[PROVIDED MATERIAL]
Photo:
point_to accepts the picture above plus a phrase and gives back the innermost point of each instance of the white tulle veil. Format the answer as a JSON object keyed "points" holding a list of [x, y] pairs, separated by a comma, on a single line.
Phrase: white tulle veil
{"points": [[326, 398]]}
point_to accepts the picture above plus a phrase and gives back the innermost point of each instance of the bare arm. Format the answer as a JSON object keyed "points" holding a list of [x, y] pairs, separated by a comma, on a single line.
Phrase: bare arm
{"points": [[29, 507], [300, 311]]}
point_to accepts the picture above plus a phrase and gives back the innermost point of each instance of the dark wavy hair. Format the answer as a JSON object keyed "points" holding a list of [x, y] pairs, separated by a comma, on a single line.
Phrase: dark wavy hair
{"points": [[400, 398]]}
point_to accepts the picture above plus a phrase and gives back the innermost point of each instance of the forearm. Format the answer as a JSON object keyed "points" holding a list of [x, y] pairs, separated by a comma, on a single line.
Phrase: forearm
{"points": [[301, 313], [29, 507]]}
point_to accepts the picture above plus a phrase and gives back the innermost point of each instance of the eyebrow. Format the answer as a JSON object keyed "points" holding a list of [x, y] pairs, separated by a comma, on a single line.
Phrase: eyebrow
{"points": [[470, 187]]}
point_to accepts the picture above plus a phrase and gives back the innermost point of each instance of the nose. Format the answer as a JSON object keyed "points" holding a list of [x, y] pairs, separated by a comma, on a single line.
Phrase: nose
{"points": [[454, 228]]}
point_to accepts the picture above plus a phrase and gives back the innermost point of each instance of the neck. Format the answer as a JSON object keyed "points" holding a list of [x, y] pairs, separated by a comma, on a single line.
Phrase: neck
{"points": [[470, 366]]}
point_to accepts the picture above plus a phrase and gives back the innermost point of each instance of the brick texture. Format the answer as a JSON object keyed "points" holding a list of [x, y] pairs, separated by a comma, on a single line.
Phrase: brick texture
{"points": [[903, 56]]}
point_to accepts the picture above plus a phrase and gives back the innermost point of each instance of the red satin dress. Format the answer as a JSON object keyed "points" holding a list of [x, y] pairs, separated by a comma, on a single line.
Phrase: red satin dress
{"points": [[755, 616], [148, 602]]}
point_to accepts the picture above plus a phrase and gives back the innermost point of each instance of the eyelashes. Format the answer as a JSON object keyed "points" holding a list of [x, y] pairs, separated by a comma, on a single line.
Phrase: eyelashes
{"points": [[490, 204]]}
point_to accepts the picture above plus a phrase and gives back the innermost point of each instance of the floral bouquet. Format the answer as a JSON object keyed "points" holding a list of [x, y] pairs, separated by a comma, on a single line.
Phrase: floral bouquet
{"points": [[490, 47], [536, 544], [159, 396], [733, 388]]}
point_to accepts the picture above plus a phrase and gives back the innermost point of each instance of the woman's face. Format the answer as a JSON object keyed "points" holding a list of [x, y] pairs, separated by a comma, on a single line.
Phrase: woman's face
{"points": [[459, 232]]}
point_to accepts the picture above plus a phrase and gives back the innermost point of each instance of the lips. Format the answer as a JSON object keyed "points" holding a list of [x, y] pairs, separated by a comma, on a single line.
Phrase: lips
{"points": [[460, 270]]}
[/PROVIDED MATERIAL]
> _ABOUT THIS EXERCISE_:
Your answer should repeat every entry exactly.

> _RESPONSE TO THE EXERCISE_:
Photo:
point_to accepts the picture above plus a phrase and gives back the innermost point of each instance of the white tulle veil. Format the answer as a JSON object keyed "points" holding a list of [x, y] pairs, separated by a comma, on a single line.
Phrase: white tulle veil
{"points": [[326, 398]]}
point_to accepts the picture above plus a phrase and gives back the innermost point of each instance of the bare arm. Format the answer as a JSON object keyed "points" holding a list of [x, y] pairs, separated by a comma, on a single line.
Phrase: bare arm
{"points": [[29, 507], [300, 311]]}
point_to accepts the picture above plus a phrase and gives back the innermost point of each instance of the dark wavy hair. Format the answer as a JSON object keyed "points" holding a list of [x, y] pairs, separated by a comma, on a single line.
Phrase: dark wavy hair
{"points": [[400, 398]]}
point_to accepts the picture above plus a phrase and gives back the innermost point of each instance of the forearm. Format the answer as a JSON object keyed "points" holding a list of [x, y] pairs, separated by a comma, on a single line.
Phrase: forearm
{"points": [[301, 313], [29, 507]]}
point_to accepts the picture above plus a phrase and gives back the innermost point of each instance of the eyebrow. Format the answer as a JSON object keyed "points" holding a list of [x, y] pairs, separated by a comma, on a single line.
Phrase: eyebrow
{"points": [[470, 187]]}
point_to accepts the picture above plus a phrase and gives back the innermost point of each instance of the nose. Format the answer as a JSON object keyed "points" holding a list of [x, y] pairs, separated by a comma, on a single line.
Phrase: nose
{"points": [[454, 228]]}
point_to accepts the picture above plus a phrase and gives back the innermost point of each instance of the neck. Format the answer as a JSON object keyed "points" holding a list of [x, y] pairs, separated by a comma, on a single line.
Phrase: neck
{"points": [[470, 366]]}
point_to accepts the picture above plus a phrase and gives back the innermost point of each instance of the brick texture. Format the answer as a JSON object keyed "points" holding a list of [x, y] pairs, separated by a comma, on a single line.
Phrase: brick texture
{"points": [[903, 56]]}
point_to accepts the picture above plus a phrase and gives back the innermost point of each instance of the red satin dress. Format the answer as a JSON object keyed "points" holding a list of [x, y] pairs, separated by a comma, on a single line.
Phrase: red satin dress
{"points": [[755, 616], [148, 602]]}
point_to accepts the picture above plus a phrase and gives back the innermost point of each instance of the eyelashes. Format the answer as a JSON object keyed "points" holding a list of [x, y] pairs, separated by a comma, on a single line.
Phrase: eyelashes
{"points": [[490, 204]]}
point_to accepts the picture above plus a phrase and gives back the innermost point of each instance of the floral bouquet. Format the answer as a JSON object keyed "points" holding a list of [x, y] pairs, separated by a comma, on a single line.
Phrase: floral bouquet
{"points": [[490, 47], [536, 544], [159, 396], [733, 388]]}
point_to accepts the picture above plus a phrase and gives back the innermost point of each instance of the woman's face. Format the answer as a JSON object keyed "points" holding a list of [x, y] pairs, separated by a comma, on a single line.
Phrase: woman's face
{"points": [[459, 232]]}
point_to accepts the picture above plus a phrase and gives back the innermost point of each instance of the lips. Format the answer as a JSON object keyed "points" holding a list of [x, y] pairs, separated by a comma, on a single line.
Phrase: lips
{"points": [[460, 270]]}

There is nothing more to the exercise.